Textauszug:

2. Chronik 15,2
Andachten
„Der HErr ist mit euch, weil ihr mit Ihm seid; und wenn ihr Ihn suchet, wird Er sich von euch finden lassen. Werdet ihr aber Ihn verlassen, so wird Er euch auch verlassen.“
Mit dem HErrn sein, bleibt unsre Aufgabe. Wir sollten in Allem, was wir tun, Ihn dazu nehmen, Ihn dabei haben, auf Sein Wirken und Wollen achten. Sind wir denn so mit Ihm, mit unsrem ganzen Sinn. auf Ihn gerichtet, so ist Er auch mit uns und gibt uns Segen und Gedeihen in Allem, was wir vornehmen, insbesondere Seinen Schutz unter allen Anfechtungen und Nöten, die uns betreffen. Wenn wir nur immer ihn in Gedanken hätten, wie gut müsste es uns gehen allezeit!
Heißt es aber weiter: „Wenn ihr ihn suchet, wird Er sich von euch finden lassen,“ so setzt das voraus, dass Er oft nicht bei uns ist, wir Ihn nicht bei uns haben, wenigstens dem Anschein nach. Dies ist der Fall, wenn uns nichts nach Wunsch gehen will, wenn nichts einen rechten Fortgang hat, wenn in Alles herein Störungen und Hindernisse kommen, wenn wir der Spielball der Verhältnisse oder böser Menschen, innerlich auch der Finsternis zu sein scheinen, ohne eine Hülfe vor uns zu sehen. Da ist es, als hätten wir den HErrn verloren, hätte Er sich entfernt und bei Seite gemacht. Deswegen wird's uns anbefohlen, dass wir Ihn suchen sollen, damit er sich wieder nahe mache, und wir Ihn wieder hätten. Denn wir werden, ist uns verheißen, Ihn nicht vergeblich suchen; Er wird sich von uns finden lassen. Wir suchen Ihn aber damit, dass wir Ihn kindlich anrufen, unser Vertrauen zu Ihm uns nicht nehmen lassen, auch forschen und sehen, wie weit's an uns liege, dass er nicht recht bei uns sein will, und uns demütigen, um mit verändertem Sinn, so weit es nötig ist, in Allem uns zu stellen. Tun wir dies, so kann uns mehr und mehr Seine Nähe wieder fühlbar werden.

Aufgabenmaterial:
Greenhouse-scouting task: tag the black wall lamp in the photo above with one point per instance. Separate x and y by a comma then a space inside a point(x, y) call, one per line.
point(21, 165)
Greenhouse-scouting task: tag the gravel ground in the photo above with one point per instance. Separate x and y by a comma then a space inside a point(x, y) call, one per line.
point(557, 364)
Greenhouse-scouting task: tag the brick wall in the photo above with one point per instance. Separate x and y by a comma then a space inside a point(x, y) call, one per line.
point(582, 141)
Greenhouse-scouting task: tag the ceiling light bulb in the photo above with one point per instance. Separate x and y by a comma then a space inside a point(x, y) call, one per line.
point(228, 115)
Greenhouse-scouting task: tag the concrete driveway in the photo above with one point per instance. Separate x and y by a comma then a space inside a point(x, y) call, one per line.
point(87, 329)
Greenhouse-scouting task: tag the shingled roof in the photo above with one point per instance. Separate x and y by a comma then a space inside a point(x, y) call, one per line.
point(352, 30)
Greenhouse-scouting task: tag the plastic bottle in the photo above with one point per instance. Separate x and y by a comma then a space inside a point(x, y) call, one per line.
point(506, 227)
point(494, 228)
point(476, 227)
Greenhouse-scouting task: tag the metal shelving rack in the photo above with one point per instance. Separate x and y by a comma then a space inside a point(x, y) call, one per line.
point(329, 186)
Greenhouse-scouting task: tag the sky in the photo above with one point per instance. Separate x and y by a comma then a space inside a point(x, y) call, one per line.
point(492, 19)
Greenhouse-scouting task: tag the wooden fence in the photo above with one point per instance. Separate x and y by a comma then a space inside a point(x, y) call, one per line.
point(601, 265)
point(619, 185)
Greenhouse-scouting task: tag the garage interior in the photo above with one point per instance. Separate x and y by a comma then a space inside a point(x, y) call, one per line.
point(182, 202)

Aufgabenstellung:
1: Nennen Sie alle Arten, auf die man nach der Andacht zu 2. Chronik 15,2 den HErrn sucht.
2: Übertragen Sie die Liste in eine Markdown-Tabelle mit den Spalten „Nr.“ und „Listenzeile“. Beginnen Sie mit der ersten Zeile der Liste, hören Sie nach der Zeile mit „point(21, 165)“ auf und lassen Sie Leerzeilen weg.
Text und Liste haben inhaltlich nichts miteinander zu tun.

Vollständige Lösungen:
1:
- Ihn kindlich anrufen
- sich das Vertrauen zu Ihm nicht nehmen lassen
- forschen und sehen, wie weit es an uns liegt, dass Er nicht recht bei uns sein will
- sich demütigen, um sich mit verändertem Sinn, so weit es nötig ist, in allem zu stellen

2:
| Nr. | Listenzeile |
|---|---|
| 1 | Greenhouse-scouting task: tag the black wall lamp in the photo above with one point per instance. Separate x and y by a comma then a space inside a point(x, y) call, one per line. |
| 2 | point(21, 165) |